We’re resourceful. We learn how to be our own coach during the off-season. We find a way to jerry-rig our ski boot when a buckle pops off 2 minutes before a race. We learn to do homework and study for an exam while in the back seat of a crowded van coming home from a ski race at 10pm Sunday night.
We don’t wait for others to help us. We just figure out a way to get it done. You just crashed in the middle of the course, you’re bleeding from your face and have a loose tooth and there are no coaches around? You grab a fistful of snow, hold it to your bleeding cheek and ski your ass down to the emergency clinic for some stitches (this happened to me three times—and to another friend five).
We can get more done in less time. The very essence of ski racing is navigating a course of obstacles in as short an amount of time as possible. This ethic continues off the race course, too. The competitive mindset takes over your life. You find a way to get in a 1 hour run before your first class in college while your roommates are still sleeping. You finish the final physics exam quicker than the rest of the class simply because you can’t help it. You take on three extra curricular sports when your friends are just gonna go play video games in the dorm. You use your spring break to go summit El Capitan while others are just gonna “chill at my parents.” And later in your career, your time-management skills enable you to prepare the presentation in half the time it takes your colleague. For me, I still manage to fit in a second career as a musician at nights after I finish my career as a writer during the day. What other people look at and see as exhausting, we think of as exhilarating. We know that you don’t get inspired by lying around.
We’re not content with mediocrity. We’re taught from a young age that you can be better than who you are right now. So we constantly try to go from getting B’s to A’s, from getting 30th to getting top-10, and then from top 10 to winning. We’re not just trying to become regional director; we want to be president of the whole company. Or just start our own altogether. And we see a way that something can be done better, or faster, or more cheaply, even if no one is calling for it, we’ll find a way to make it happen. When your life is measured in 100ths of a second, you sweat the details.
We dare to take the road less traveled. We get married in the French Alps. We do study-abroad programs in Tanzania. We take jobs as an engineer on an oil rig off the Alaskan coast. We guide helicopter ski trips in Canada. To this day, a few of my friends and I gather in France every other year to follow the Tour de France on bike and ride the same mountains as the greats. Even those of us who carve out quieter lives as parents still do it in towns like Boulder or Burlington, and find time to go skydiving on our birthdays. And we’re all in pretty good shape. Most of us are the same weight at 40 that we were at 18. The habits you pick up at 14 tend to stay with you for life.

» INFORMATION PROVIDED:
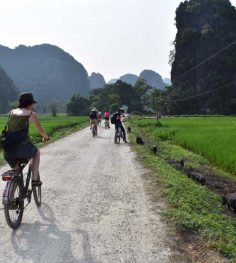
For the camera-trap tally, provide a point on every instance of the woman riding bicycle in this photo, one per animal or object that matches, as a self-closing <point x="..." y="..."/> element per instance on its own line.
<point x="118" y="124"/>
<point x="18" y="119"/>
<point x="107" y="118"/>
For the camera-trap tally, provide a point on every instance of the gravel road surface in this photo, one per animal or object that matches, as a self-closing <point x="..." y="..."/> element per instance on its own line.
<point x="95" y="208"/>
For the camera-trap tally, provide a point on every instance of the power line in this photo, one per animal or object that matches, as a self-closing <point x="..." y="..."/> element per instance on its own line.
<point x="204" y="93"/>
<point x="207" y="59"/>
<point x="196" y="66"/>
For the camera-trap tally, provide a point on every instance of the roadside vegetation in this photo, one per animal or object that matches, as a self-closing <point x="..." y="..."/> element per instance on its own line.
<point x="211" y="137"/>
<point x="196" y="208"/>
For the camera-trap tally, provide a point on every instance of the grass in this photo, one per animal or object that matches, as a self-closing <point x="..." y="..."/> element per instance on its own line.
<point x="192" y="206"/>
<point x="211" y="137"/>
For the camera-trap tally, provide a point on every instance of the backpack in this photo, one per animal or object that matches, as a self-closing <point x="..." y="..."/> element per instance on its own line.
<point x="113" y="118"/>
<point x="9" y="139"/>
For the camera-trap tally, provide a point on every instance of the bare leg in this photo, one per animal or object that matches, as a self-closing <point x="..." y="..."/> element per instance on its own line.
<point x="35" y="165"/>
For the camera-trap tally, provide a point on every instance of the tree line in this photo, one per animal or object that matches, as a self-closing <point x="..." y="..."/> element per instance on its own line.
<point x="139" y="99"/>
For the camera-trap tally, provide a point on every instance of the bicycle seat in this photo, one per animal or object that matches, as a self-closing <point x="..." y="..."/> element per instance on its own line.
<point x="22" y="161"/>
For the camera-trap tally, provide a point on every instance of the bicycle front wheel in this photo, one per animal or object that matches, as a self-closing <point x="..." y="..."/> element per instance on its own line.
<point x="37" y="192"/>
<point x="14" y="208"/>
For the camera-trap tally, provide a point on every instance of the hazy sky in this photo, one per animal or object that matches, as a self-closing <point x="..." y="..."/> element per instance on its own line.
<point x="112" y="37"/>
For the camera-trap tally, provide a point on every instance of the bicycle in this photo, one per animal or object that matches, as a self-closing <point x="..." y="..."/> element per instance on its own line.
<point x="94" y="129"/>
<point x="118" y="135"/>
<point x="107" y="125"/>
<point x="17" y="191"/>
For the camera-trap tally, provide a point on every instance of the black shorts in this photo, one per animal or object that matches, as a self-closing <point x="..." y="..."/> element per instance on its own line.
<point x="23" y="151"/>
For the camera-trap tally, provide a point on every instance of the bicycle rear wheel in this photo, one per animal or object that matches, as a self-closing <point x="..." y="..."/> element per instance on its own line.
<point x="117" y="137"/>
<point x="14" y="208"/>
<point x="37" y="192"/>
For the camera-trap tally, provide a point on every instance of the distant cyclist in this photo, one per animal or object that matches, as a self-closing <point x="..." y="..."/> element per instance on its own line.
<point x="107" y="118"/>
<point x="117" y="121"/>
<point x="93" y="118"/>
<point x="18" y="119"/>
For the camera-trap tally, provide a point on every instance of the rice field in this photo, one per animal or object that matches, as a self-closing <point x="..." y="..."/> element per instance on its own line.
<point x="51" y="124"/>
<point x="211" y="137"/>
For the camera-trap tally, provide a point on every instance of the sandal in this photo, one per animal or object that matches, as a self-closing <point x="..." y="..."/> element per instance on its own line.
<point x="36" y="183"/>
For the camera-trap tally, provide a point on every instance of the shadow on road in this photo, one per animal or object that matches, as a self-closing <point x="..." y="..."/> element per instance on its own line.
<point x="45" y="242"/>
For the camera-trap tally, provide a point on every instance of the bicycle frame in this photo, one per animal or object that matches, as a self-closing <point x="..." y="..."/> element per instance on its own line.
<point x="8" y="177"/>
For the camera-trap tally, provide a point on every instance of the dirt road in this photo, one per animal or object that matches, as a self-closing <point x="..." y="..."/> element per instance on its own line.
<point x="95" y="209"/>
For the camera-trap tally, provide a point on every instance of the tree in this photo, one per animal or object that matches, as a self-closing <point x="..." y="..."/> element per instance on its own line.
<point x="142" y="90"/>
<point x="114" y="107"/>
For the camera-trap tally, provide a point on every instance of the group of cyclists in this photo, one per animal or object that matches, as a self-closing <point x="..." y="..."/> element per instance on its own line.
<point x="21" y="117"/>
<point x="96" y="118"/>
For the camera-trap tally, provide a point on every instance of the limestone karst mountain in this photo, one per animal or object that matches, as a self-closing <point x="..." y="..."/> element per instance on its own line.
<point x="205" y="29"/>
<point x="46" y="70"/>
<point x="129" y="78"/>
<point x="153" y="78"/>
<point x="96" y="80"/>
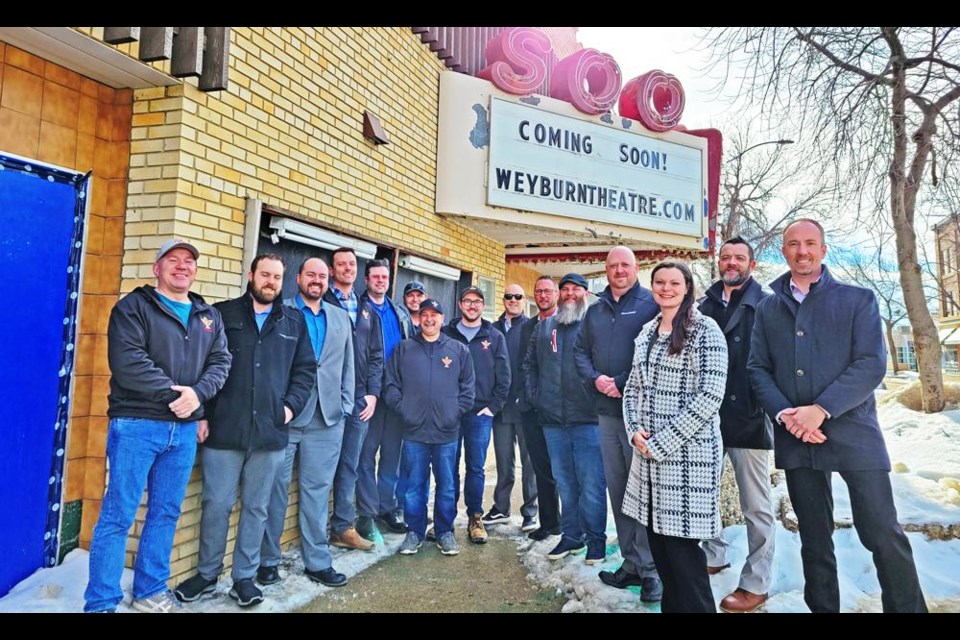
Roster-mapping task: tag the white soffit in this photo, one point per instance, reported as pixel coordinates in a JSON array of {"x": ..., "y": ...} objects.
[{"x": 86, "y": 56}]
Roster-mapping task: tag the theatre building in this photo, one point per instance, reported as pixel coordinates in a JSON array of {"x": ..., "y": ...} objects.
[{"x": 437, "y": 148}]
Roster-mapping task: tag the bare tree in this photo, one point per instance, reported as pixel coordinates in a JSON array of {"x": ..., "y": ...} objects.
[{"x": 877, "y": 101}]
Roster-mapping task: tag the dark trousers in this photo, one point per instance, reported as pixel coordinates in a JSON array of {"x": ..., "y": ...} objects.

» APPLY WHAT YOU READ:
1) Quote the ski racing text starting with "We dare to take" and going on through "you for life.".
2) According to the ski racing text, what do the writer and a few friends do in France every other year?
3) For each statement, say whether it agrees with the ski racing text, and quote the words that decide it.
(a) The writer has skied to the emergency clinic for stitches three times.
(b) The writer works as a musician during the day.
(c) Most of the people described weigh the same at 40 as they did at 18.

» TASK SOLUTIONS:
1)
We dare to take the road less traveled. We get married in the French Alps. We do study-abroad programs in Tanzania. We take jobs as an engineer on an oil rig off the Alaskan coast. We guide helicopter ski trips in Canada. To this day, a few of my friends and I gather in France every other year to follow the Tour de France on bike and ride the same mountains as the greats. Even those of us who carve out quieter lives as parents still do it in towns like Boulder or Burlington, and find time to go skydiving on our birthdays. And we’re all in pretty good shape. Most of us are the same weight at 40 that we were at 18. The habits you pick up at 14 tend to stay with you for life.

2) They follow the Tour de France on bike and ride the same mountains as the greats.

3)
(a) Yes: "this happened to me three times"
(b) No: "a second career as a musician at nights after I finish my career as a writer during the day"
(c) Yes: "Most of us are the same weight at 40 that we were at 18."